§ WORK INSTRUCTIONS
(a) According to the Folly Wildlife Rescue post, who runs Folly?
(b) Output the part of the Folly Wildlife Rescue post that opens with the words containing "That's what they" and closes with "and be inspired.".

This week, I had the most amazing day.
For those who don't live in the UK, Tunbridge Wells is generally seen as a place of money, elegance, big shiny cars and Buckingham Palace accents, so what was I doing there? Just a few miles out of Tunbridge Wells, hiding in the country, is Folly Wildlife Rescue. Have a look at their website at www.follywildliferescue.org.uk, but don't turn up on their doorstep, because you can only visit by appointment, and I feel most privileged that I was able to go there. I was ushered up to a quiet room where the amazing Annette was patiently bottle feeding fox cubs.
That's what they do at Folly. They take in sick, injured and abandoned wild animals and birds and help them to reach the stage where they can safely take their place in the wild again. That's why it isn't open to the public - they are focused on the animals, and sick animals don't want human noise around them. (Would you want to be gawped at if you were in hospital?) When I say 'they', Folly is run by a husband and wife team, two staff, and whole hosts of volunteers who are willing to spend an afternoon cleaning up animal poo just for the love of the creatures. They are on call 24/7. Please, please, look at the website and be inspired.
I asked Annette about important things to pass on. Respect the animals, she said. Of course. But respecting the animal doesn't just mean caring about it. I would suggest it means remembering that they are not here for our entertainment, and to remember that, ultimately, the animals know what's best for them.
And if you see an abandoned baby animal or bird, it probably isn't abandoned at all. Mother is almost certainly watching. Leave it alone. Keep an eye on it, but don't intervene unless you have reason to think that it's sick, injured or distressed. And don't try to deal with it yourself - take it to a vet or a wildlife rescue centre. You may even be lucky enough to live near somewhere like Folly.

§ RAW DATA
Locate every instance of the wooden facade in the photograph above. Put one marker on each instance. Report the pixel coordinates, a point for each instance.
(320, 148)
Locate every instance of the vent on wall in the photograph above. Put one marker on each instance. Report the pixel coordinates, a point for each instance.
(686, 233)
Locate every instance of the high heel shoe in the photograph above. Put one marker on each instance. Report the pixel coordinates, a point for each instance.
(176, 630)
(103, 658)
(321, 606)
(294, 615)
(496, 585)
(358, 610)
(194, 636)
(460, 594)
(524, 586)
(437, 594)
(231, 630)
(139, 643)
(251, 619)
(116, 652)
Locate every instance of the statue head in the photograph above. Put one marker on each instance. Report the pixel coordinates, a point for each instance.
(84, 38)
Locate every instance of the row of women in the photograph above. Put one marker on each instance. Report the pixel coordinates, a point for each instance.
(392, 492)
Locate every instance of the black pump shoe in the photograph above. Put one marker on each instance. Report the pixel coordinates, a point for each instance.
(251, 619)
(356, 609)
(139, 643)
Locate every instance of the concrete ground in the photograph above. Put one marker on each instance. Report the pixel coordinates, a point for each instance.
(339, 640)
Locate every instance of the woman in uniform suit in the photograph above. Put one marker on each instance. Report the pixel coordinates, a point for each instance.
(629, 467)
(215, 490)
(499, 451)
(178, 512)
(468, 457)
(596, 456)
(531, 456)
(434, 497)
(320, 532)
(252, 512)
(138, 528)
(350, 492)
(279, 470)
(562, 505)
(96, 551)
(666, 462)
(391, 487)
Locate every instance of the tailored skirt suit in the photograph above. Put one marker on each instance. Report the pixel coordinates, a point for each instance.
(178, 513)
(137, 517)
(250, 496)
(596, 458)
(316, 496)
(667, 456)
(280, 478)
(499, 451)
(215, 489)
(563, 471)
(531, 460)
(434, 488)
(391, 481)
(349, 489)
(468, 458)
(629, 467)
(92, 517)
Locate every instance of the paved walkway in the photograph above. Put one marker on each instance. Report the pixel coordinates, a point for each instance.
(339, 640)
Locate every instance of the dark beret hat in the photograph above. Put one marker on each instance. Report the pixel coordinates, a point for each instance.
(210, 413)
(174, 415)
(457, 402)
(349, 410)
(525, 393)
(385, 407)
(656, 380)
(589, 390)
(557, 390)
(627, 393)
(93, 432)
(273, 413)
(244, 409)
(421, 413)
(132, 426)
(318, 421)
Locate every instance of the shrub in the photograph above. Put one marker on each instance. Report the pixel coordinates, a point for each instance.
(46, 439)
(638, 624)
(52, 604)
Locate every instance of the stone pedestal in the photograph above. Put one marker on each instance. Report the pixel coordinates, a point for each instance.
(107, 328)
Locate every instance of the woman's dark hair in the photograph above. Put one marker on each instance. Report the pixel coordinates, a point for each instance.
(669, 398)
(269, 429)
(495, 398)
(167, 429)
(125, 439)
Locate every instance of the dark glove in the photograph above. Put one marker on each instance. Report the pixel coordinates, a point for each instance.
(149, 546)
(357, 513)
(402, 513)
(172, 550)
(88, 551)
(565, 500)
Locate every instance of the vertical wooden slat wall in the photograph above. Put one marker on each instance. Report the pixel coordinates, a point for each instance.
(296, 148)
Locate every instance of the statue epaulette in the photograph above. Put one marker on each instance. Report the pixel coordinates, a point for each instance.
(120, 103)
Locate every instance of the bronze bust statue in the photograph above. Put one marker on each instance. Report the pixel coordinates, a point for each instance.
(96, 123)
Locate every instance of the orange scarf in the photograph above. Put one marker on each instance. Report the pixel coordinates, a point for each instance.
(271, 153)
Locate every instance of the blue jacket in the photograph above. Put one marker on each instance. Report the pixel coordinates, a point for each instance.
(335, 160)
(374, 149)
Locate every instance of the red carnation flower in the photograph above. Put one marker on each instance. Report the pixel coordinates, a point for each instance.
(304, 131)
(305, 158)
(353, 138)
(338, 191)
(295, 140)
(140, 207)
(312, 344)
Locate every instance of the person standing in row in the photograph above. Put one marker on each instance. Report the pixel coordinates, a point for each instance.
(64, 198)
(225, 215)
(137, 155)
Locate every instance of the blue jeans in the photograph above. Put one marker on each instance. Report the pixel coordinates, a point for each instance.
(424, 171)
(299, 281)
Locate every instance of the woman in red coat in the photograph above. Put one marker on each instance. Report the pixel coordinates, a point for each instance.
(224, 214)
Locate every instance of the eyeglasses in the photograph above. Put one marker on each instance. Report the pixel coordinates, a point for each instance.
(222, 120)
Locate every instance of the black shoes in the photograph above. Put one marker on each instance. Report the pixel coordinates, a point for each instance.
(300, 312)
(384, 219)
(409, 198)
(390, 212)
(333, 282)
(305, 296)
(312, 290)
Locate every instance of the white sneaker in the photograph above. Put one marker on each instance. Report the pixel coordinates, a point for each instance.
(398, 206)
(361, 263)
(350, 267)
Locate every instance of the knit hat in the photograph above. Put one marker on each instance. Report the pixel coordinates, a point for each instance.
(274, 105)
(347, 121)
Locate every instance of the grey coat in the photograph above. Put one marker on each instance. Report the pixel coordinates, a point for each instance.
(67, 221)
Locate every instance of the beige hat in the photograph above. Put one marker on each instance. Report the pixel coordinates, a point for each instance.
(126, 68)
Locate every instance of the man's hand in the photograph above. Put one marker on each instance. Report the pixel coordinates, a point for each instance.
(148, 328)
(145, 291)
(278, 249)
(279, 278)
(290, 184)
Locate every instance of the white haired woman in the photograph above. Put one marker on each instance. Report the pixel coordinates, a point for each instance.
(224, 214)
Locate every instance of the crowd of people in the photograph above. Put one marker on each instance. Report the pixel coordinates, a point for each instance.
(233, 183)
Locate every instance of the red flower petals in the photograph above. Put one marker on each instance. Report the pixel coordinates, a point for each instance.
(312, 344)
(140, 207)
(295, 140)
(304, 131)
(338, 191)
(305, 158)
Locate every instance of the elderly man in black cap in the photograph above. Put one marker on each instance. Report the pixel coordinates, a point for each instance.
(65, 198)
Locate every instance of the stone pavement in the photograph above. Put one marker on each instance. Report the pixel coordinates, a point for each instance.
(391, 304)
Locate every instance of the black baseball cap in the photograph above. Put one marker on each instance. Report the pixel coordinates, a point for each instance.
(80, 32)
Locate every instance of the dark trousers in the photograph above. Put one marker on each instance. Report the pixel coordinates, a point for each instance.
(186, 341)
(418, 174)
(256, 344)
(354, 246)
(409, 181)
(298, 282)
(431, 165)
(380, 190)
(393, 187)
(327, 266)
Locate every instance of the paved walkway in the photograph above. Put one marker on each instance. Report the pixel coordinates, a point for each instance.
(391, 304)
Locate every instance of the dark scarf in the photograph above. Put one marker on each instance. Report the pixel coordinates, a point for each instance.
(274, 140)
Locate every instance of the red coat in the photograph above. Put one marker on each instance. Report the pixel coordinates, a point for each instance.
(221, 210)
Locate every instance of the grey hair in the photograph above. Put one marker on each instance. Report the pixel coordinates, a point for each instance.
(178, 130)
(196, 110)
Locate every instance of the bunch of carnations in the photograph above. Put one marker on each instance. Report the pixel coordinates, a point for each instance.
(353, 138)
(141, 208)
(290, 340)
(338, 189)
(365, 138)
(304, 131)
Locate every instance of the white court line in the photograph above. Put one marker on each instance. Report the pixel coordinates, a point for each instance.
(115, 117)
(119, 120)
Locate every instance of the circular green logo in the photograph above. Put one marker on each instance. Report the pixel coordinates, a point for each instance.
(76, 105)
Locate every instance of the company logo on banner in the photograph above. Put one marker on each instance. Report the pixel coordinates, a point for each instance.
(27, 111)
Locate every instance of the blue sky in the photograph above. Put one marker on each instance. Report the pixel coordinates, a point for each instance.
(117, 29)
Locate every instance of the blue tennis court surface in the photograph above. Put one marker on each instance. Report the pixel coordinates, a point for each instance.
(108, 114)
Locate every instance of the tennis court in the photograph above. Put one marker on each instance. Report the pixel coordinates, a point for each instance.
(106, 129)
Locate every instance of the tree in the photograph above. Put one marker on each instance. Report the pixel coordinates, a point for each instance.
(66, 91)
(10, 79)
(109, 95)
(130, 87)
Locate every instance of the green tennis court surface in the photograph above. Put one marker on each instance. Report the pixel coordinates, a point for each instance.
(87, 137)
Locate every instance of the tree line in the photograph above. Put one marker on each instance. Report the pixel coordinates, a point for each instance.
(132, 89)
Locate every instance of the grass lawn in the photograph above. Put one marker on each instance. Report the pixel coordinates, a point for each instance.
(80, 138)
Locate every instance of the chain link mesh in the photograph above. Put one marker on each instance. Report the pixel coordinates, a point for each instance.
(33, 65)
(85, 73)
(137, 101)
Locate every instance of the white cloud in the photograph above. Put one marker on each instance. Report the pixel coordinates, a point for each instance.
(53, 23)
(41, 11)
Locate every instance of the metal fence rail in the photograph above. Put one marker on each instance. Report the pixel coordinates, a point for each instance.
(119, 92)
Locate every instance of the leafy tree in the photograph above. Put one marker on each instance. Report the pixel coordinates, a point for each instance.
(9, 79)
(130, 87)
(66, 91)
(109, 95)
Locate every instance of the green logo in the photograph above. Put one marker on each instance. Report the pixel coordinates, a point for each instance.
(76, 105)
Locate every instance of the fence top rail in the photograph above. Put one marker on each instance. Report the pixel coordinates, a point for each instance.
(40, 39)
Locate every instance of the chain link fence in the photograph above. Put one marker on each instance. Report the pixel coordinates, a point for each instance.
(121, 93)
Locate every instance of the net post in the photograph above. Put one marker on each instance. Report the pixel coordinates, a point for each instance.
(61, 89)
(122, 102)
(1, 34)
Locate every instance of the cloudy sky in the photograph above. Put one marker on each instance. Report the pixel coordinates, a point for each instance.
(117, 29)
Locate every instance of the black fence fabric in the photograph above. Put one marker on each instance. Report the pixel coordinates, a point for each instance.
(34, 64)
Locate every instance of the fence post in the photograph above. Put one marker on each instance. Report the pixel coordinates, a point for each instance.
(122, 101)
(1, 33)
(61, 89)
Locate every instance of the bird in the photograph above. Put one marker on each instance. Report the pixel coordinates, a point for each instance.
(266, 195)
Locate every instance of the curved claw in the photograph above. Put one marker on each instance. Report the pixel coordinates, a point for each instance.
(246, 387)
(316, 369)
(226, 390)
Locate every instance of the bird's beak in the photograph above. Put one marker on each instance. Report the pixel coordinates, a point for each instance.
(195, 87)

§ ANSWERS TO THE PROBLEMS
(a) A husband and wife team, two staff, and many volunteers.

(b)
That's what they do at Folly. They take in sick, injured and abandoned wild animals and birds and help them to reach the stage where they can safely take their place in the wild again. That's why it isn't open to the public - they are focused on the animals, and sick animals don't want human noise around them. (Would you want to be gawped at if you were in hospital?) When I say 'they', Folly is run by a husband and wife team, two staff, and whole hosts of volunteers who are willing to spend an afternoon cleaning up animal poo just for the love of the creatures. They are on call 24/7. Please, please, look at the website and be inspired.